> **Задание 1**
Перечислите все функции налогов, упомянутые во фрагменте о налогообложении нефти.
#### Фрагмент документа
Нужна программа действий. Надо двигаться дальше! Такое движение возможно, если государство будет последовательно в принятии решений, а отрасль — в своих просьбах. Лучше двигаться постепенно, выверяя каждый шаг, но последовательно, чем шарахаться из стороны в сторону. До недавнего времени мы скорее именно шарахались: то в конце 2008 года принимаем решение о снижении НДПИ, то в 2010 году его опять повышаем, то предоставляем адресные льготы по экспортной пошлине в 2009 году (правда, без определения четких критериев их предоставления), то через год уменьшаем эти льготы и отменяем их.

Все это говорит о том, что в России эффективно работала только одна из функций налогов. Причем очень эффективно — контрольная функция. Очень просто прогнозировать и отслеживать поступления налогов в силу потрясающей простоты нашей системы налогообложения нефти: спланировал добычу и экспорт нефти, забюджетировал ее мировую цену — и 50% поступлений бюджета готово. Это действительно большой плюс действующей налоговой системы. Но единственный. Поскольку даже фискальная функция такого подхода, то есть функция максимального сбора налогов с отрасли, работала не до конца.

— Какие еще функции должна выполнять и не выполняет отечественная система налогообложения?

— К фискальной и контрольной еще хотя бы регулирующую и стимулирующую добавить, а потом и распределительную.
########
#### Исходные записи
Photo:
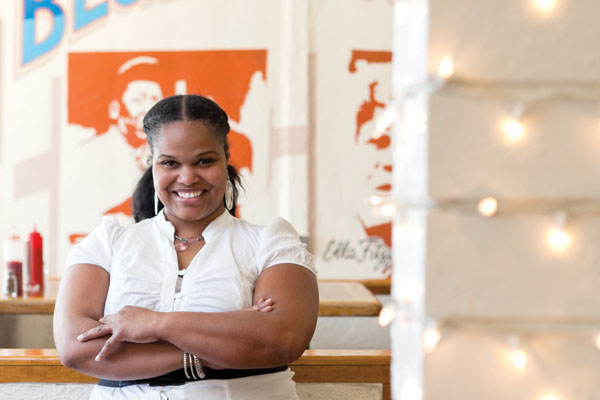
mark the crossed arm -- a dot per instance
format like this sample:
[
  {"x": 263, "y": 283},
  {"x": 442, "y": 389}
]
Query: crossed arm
[{"x": 138, "y": 343}]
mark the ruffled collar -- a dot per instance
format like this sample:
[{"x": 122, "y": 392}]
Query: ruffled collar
[{"x": 214, "y": 226}]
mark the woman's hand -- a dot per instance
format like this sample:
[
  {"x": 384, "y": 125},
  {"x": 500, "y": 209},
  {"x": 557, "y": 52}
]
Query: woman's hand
[
  {"x": 130, "y": 324},
  {"x": 136, "y": 325}
]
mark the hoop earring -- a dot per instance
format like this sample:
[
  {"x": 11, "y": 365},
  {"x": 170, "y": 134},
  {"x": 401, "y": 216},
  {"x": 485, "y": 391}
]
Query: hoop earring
[
  {"x": 155, "y": 203},
  {"x": 228, "y": 195}
]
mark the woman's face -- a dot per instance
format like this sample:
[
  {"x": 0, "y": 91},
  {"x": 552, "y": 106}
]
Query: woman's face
[{"x": 190, "y": 172}]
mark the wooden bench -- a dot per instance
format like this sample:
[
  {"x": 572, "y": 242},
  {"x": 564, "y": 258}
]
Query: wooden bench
[{"x": 315, "y": 366}]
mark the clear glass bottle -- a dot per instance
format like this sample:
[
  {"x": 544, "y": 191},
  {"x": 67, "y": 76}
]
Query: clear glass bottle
[
  {"x": 10, "y": 284},
  {"x": 13, "y": 259}
]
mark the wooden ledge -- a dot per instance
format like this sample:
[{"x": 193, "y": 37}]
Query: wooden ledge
[
  {"x": 337, "y": 298},
  {"x": 327, "y": 366}
]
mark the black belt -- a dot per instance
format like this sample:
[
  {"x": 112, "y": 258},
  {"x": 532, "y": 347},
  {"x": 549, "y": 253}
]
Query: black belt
[{"x": 178, "y": 377}]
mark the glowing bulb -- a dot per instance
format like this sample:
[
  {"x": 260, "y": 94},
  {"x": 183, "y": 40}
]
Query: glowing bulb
[
  {"x": 387, "y": 314},
  {"x": 388, "y": 209},
  {"x": 519, "y": 359},
  {"x": 375, "y": 200},
  {"x": 488, "y": 206},
  {"x": 446, "y": 67},
  {"x": 513, "y": 130},
  {"x": 558, "y": 239},
  {"x": 546, "y": 6},
  {"x": 431, "y": 337}
]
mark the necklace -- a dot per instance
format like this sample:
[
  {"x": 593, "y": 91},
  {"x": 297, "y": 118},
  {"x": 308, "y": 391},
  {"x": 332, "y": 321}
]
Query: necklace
[{"x": 182, "y": 244}]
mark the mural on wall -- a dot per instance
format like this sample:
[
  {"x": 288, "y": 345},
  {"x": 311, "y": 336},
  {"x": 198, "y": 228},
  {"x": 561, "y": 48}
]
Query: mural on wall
[
  {"x": 379, "y": 178},
  {"x": 126, "y": 84},
  {"x": 360, "y": 241}
]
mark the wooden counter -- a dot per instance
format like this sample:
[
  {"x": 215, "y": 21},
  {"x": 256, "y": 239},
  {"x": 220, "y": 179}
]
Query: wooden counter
[
  {"x": 337, "y": 298},
  {"x": 315, "y": 366}
]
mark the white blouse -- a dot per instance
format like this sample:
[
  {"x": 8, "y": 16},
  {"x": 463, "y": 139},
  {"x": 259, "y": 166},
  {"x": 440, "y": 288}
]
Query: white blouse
[{"x": 143, "y": 268}]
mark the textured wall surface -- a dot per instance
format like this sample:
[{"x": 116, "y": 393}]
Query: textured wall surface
[{"x": 517, "y": 318}]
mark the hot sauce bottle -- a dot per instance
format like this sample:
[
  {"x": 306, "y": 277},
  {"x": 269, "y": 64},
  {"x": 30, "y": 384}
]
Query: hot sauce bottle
[
  {"x": 13, "y": 258},
  {"x": 35, "y": 287}
]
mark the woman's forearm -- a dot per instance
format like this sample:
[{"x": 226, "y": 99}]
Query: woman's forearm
[
  {"x": 128, "y": 361},
  {"x": 238, "y": 339}
]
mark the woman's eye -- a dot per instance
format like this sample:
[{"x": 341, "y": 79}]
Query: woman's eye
[
  {"x": 206, "y": 161},
  {"x": 168, "y": 163}
]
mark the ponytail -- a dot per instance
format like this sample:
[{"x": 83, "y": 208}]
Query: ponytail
[{"x": 143, "y": 197}]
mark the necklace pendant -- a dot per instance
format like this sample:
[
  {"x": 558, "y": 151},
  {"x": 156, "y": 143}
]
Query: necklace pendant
[{"x": 181, "y": 246}]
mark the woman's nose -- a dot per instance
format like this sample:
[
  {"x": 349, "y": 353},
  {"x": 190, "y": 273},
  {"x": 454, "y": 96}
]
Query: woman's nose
[{"x": 187, "y": 175}]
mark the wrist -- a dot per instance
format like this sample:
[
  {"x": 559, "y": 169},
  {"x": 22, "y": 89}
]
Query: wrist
[{"x": 160, "y": 324}]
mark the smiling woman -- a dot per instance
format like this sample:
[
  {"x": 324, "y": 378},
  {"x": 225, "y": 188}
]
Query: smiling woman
[{"x": 190, "y": 299}]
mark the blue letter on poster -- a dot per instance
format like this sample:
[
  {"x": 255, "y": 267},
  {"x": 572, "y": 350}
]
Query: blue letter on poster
[
  {"x": 31, "y": 49},
  {"x": 83, "y": 16}
]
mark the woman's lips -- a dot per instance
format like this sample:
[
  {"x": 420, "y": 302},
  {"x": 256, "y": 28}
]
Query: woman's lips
[{"x": 186, "y": 195}]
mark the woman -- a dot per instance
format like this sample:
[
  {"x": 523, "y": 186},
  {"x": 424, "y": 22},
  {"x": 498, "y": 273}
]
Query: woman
[{"x": 168, "y": 297}]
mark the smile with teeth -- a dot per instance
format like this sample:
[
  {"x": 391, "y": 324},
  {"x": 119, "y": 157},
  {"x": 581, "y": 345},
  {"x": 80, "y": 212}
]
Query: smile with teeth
[{"x": 190, "y": 195}]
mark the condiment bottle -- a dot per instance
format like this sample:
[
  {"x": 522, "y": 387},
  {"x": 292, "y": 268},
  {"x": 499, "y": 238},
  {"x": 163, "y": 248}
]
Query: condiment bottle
[
  {"x": 10, "y": 284},
  {"x": 35, "y": 287},
  {"x": 13, "y": 258}
]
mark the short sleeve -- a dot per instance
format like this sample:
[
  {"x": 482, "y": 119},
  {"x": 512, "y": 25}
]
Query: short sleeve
[
  {"x": 280, "y": 244},
  {"x": 96, "y": 248}
]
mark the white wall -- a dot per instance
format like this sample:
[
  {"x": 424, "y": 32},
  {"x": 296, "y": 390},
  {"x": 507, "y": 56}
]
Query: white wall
[{"x": 494, "y": 285}]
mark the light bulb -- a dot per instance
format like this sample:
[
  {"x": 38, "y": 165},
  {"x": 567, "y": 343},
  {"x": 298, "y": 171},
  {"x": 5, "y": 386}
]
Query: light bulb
[
  {"x": 375, "y": 200},
  {"x": 487, "y": 206},
  {"x": 519, "y": 359},
  {"x": 513, "y": 130},
  {"x": 558, "y": 239},
  {"x": 431, "y": 337},
  {"x": 387, "y": 314},
  {"x": 446, "y": 67},
  {"x": 546, "y": 6},
  {"x": 388, "y": 209}
]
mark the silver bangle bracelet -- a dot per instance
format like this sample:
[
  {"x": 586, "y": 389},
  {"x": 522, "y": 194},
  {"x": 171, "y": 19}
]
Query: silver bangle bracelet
[
  {"x": 192, "y": 366},
  {"x": 185, "y": 356},
  {"x": 199, "y": 369}
]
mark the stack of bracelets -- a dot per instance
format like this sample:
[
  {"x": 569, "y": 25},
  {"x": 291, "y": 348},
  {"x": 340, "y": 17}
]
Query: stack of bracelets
[{"x": 194, "y": 365}]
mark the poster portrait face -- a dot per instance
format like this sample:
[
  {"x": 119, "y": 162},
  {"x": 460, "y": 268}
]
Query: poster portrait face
[
  {"x": 373, "y": 70},
  {"x": 109, "y": 94}
]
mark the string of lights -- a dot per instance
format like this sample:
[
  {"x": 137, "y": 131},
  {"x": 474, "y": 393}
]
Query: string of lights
[{"x": 521, "y": 100}]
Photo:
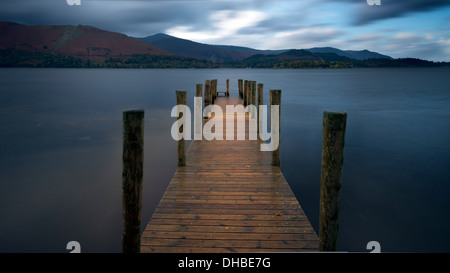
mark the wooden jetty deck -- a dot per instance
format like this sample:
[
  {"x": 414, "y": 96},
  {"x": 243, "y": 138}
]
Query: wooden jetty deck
[{"x": 228, "y": 198}]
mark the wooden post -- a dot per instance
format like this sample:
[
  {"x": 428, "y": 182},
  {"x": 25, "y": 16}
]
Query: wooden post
[
  {"x": 260, "y": 102},
  {"x": 240, "y": 87},
  {"x": 333, "y": 140},
  {"x": 275, "y": 99},
  {"x": 132, "y": 174},
  {"x": 253, "y": 97},
  {"x": 245, "y": 92},
  {"x": 207, "y": 98},
  {"x": 181, "y": 147},
  {"x": 199, "y": 90},
  {"x": 214, "y": 90}
]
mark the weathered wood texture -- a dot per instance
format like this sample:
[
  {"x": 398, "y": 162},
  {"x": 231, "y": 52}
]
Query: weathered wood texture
########
> **Задание 2**
Подсчитайте, сколько строк в записях содержат строку "ruffled" с учетом регистра. В ответе укажите только число.

> **Решение 1**
Контрольная, фискальная, регулирующая, стимулирующая, распределительная.

> **Решение 2**
2